Reproduce everything in the data below, from the line containing "Identify the crown" down to the final line, with no changes.

____ RAW RECORDS

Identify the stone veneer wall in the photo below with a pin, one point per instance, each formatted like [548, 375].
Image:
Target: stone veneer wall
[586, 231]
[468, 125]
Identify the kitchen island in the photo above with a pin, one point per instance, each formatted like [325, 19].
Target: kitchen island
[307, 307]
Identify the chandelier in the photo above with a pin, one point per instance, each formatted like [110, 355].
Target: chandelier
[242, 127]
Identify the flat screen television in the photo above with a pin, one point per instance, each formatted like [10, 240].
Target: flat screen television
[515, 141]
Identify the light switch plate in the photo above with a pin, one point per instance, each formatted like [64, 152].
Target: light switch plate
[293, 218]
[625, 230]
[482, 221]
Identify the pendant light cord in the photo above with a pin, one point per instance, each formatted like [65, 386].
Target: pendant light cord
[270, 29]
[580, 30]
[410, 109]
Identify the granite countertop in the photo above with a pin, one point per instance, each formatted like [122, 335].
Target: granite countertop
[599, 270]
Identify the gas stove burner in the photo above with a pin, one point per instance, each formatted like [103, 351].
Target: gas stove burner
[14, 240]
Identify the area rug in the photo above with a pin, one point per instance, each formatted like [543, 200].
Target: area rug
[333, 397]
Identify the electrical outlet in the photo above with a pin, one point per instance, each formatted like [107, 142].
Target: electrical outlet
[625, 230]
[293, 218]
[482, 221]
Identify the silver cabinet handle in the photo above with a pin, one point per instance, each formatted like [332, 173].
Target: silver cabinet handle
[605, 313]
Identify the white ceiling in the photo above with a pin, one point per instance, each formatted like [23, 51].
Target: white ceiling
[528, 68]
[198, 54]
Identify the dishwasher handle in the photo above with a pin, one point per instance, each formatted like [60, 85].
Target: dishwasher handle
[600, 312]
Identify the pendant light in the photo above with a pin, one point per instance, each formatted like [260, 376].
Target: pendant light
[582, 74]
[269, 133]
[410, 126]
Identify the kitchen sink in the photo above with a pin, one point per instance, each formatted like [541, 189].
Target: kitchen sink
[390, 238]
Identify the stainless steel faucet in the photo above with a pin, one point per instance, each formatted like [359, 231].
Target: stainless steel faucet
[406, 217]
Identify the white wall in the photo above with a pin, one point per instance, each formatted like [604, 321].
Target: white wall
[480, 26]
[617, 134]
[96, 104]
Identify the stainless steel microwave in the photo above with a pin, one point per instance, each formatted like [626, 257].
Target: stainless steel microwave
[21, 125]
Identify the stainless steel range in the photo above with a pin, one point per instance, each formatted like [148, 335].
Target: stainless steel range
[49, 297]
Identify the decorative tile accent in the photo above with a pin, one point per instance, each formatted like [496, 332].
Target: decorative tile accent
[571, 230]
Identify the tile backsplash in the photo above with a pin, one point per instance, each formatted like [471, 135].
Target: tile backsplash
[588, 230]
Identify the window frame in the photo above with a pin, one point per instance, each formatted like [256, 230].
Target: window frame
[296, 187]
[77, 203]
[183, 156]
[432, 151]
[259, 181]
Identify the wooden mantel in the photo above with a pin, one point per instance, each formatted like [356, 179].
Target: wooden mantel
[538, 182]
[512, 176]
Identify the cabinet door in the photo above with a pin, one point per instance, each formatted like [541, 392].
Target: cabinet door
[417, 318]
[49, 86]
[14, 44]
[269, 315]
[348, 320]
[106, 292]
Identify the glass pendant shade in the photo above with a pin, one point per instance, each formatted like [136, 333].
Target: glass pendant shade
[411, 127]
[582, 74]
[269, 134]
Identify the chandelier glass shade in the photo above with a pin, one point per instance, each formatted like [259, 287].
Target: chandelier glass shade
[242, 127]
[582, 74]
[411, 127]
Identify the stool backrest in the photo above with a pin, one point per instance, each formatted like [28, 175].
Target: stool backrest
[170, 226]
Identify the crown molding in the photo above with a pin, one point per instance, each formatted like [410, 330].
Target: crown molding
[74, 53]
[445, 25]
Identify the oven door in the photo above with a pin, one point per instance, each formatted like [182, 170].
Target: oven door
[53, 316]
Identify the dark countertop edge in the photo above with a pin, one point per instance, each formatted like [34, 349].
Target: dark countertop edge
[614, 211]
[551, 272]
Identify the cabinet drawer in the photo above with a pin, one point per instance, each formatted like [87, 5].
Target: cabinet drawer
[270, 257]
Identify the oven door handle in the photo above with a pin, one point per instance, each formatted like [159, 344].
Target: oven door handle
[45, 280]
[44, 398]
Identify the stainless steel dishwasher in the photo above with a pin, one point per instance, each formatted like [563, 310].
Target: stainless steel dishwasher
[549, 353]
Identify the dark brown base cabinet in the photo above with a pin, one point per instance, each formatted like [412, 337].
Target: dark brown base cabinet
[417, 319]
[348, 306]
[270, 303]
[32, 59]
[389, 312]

________

> _EXERCISE ANSWER_:
Identify the crown molding in the photo above with a pin, one point per instance, each formatted like [410, 330].
Target: crown molding
[74, 53]
[445, 25]
Identify the oven door in the photo above with a pin, one point per instance, each formatted like [182, 170].
Target: oven door
[53, 316]
Identify the dark countertop edge in the photo above with a pin, one point per instance, each formatted like [34, 349].
Target: dark countertop edge
[614, 211]
[551, 272]
Identify the cabinet drawer in the photo above with a pin, one point per instance, each formatted like [87, 5].
Target: cabinet drawer
[270, 257]
Identify the oven door handle in the photo above with a pin, one point per instance, each formatted like [159, 344].
Target: oven door handle
[45, 280]
[44, 398]
Identify the stainless steel dishwasher in the photo above with a pin, one point per instance, each formatted like [563, 310].
Target: stainless steel dishwasher
[549, 353]
Identify the dark brown base cabinet in the photo above with a pin, one point per instance, each formatted like [412, 337].
Target: dark brown base cabinet
[417, 319]
[348, 306]
[270, 303]
[32, 59]
[389, 312]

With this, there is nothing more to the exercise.